Alors qu’en France le débat sur l’identité nationale fait rage, les créateurs du web d’outre-atlantique considèrent vraisemblablement cette question outrepassée. C’est vrai qu’à l’heure du Réseau, l’idée de Nation a quelque chose de quasi-comique, ou quasi-tragique, pour des services en ligne qui agrègent des communautés se liant selon leurs affinités plutôt que selon les critères constitutifs classiques de la Nation. Mais il n’est pas question pour ces services web de faire Tabula rasa de ces critères, profondément ancrés dans l’univers collectif : certains services, comme Facebook, loin de l’idée primaire de détruire l’idée de Nation, se servent de celle-ci comme d’un terreau pour réinventer le lien social et surtout le sentiment d’appartenance aux réseaux.

Est-ce à dire qu’un Facebook invente l’idée d’une néo-Nation ? Les réseaux sociaux sont-ils des Réseaux-nations (Networks-Nations) ? Si dans 10 ans, le sujet “Facebook est il un réseau-nation ?” siège en invité d’honneur du Grand oral de Sciences-Po, il faudra d’abord, pour l’étudiant discipliné, revisiter les définitions classiques de la Nation. Soyons bon élève et anticipons l’épreuve.

• Les consignes:
1. Modifiez le passage de l'extrait de page allant de « Alors qu’en France » jusqu'à « d’appartenance aux réseaux. » inclus, en remplaçant « terreau » par « socle ».
2. Traduisez en anglais, s'il vous plaît, la phrase suivante de l'extrait de page : « Soyons bon élève et anticipons l'épreuve. »
3. Relevez tous les mots composés à trait d'union qui contiennent « nation » (quelle que soit la casse) dans l'extrait de page.
Appuyez-vous uniquement sur l'extrait de page.

• Données fournies:
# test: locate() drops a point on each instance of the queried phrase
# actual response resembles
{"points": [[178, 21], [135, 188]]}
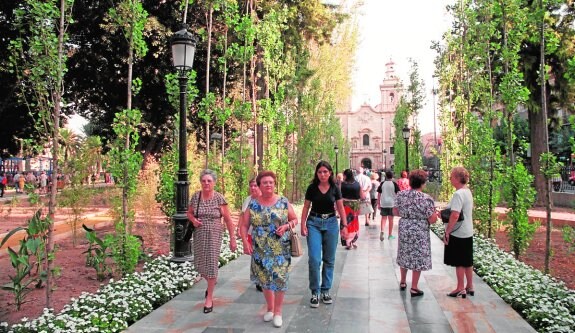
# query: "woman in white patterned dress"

• Réponses aux consignes:
1.
Alors qu’en France le débat sur l’identité nationale fait rage, les créateurs du web d’outre-atlantique considèrent vraisemblablement cette question outrepassée. C’est vrai qu’à l’heure du Réseau, l’idée de Nation a quelque chose de quasi-comique, ou quasi-tragique, pour des services en ligne qui agrègent des communautés se liant selon leurs affinités plutôt que selon les critères constitutifs classiques de la Nation. Mais il n’est pas question pour ces services web de faire Tabula rasa de ces critères, profondément ancrés dans l’univers collectif : certains services, comme Facebook, loin de l’idée primaire de détruire l’idée de Nation, se servent de celle-ci comme d’un socle pour réinventer le lien social et surtout le sentiment d’appartenance aux réseaux.

2. Let's be good students and anticipate the exam.

3.
néo-Nation
Réseaux-nations
Networks-Nations
réseau-nation